What needs to be done
Scale the answer coordinates in the material below by 0.75, rounding each to a whole number with halves rounded up. Reproduce everything from the line containing "Query: tree trunk" down to the end of the material, including the requests, which stay unchanged.

-*-*-

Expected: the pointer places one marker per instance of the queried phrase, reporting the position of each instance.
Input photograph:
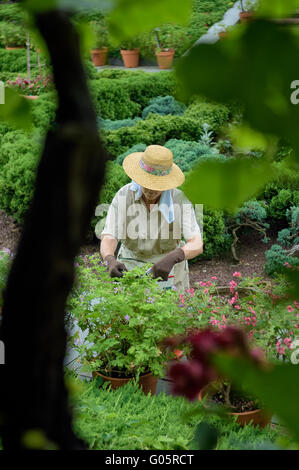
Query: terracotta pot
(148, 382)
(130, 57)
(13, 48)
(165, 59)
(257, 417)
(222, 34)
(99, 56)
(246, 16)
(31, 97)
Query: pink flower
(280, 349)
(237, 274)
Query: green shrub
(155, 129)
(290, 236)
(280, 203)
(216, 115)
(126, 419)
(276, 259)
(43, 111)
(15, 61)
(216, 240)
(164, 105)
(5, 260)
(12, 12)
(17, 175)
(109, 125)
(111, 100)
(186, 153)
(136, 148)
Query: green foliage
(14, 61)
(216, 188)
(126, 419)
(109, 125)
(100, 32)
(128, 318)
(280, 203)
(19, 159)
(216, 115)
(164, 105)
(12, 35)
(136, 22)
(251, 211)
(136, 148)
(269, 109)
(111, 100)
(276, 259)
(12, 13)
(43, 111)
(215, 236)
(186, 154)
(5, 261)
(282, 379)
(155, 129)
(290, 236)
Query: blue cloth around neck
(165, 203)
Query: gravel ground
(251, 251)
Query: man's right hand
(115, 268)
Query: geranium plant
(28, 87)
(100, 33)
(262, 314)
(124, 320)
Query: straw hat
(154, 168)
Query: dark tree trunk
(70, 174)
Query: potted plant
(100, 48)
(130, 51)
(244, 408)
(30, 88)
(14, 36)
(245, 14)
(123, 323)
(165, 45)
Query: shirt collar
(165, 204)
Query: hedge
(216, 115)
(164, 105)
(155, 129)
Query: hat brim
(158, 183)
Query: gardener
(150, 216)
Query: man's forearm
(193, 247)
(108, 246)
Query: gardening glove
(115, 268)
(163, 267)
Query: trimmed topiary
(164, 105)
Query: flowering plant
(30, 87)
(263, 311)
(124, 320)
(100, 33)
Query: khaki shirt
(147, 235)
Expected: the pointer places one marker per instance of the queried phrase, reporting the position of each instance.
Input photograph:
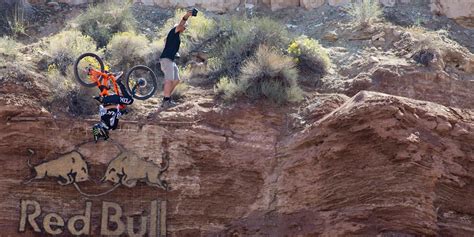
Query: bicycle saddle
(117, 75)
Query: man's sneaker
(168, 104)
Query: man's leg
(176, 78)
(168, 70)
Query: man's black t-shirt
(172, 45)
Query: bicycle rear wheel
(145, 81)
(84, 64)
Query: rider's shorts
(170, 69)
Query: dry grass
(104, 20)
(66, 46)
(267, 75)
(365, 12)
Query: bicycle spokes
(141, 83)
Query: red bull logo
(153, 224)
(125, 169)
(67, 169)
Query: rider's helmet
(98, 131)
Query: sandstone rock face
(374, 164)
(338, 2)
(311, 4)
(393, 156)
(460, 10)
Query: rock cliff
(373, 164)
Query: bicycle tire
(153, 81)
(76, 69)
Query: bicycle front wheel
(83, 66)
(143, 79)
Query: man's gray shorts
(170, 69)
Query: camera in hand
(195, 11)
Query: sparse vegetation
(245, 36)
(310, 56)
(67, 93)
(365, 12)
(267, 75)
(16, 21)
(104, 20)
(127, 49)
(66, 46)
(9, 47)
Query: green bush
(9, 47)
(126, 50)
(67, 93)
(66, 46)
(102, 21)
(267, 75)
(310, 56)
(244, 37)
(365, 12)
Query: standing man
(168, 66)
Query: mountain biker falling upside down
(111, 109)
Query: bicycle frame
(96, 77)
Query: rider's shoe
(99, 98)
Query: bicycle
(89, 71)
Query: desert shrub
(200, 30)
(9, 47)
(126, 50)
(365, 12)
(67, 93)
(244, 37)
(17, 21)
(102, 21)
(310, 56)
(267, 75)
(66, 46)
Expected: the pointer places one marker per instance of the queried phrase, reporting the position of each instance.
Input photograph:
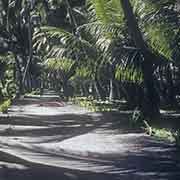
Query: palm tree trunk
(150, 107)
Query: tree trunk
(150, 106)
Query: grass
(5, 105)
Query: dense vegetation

-*-*-

Written response
Query: tree trunk
(113, 80)
Query: grass
(4, 79)
Query: dense vegetation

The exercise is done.